** Records follows **

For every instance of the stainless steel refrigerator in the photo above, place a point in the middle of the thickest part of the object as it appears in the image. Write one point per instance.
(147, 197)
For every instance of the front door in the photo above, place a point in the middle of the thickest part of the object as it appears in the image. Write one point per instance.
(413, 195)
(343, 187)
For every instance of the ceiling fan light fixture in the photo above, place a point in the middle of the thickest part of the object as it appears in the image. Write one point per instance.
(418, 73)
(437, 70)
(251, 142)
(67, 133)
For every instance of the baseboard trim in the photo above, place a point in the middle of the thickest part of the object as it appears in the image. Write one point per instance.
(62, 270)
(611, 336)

** End of Records **
** Records follows **

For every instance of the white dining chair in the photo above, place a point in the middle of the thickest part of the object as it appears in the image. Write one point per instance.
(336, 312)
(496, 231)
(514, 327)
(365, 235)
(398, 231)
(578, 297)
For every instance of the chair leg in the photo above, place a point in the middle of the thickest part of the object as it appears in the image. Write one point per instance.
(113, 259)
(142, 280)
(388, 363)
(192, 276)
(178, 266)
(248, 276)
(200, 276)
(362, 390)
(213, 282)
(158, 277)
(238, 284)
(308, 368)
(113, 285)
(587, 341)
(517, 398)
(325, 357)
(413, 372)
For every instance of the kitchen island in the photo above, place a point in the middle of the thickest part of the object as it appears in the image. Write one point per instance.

** End of Records **

→ **Task prompt**: What you give back should be exactly the lines of the data above from the line with "For every instance of the white" through the line with "For every instance of the kitchen", both of those included, and nothing more.

→ **Response area**:
For every instance of the white dining chair in the photo above, place a point in the middle of the thickest part of the object as it appears in the image. Write one point per instance.
(336, 312)
(496, 231)
(514, 327)
(365, 235)
(398, 231)
(578, 297)
For every instance of the chair leg in the photo above, place a point in the middle of the thickest part of the object as it appears in the image. Write one point per instance.
(113, 259)
(142, 280)
(388, 363)
(192, 276)
(178, 266)
(248, 276)
(200, 276)
(362, 390)
(213, 282)
(158, 277)
(238, 284)
(308, 368)
(113, 285)
(587, 341)
(517, 398)
(325, 357)
(413, 372)
For every instance of the kitchen island in the photo above, place a point in the middle of the thickest part of the object as it appears in the image. Write one point per instance.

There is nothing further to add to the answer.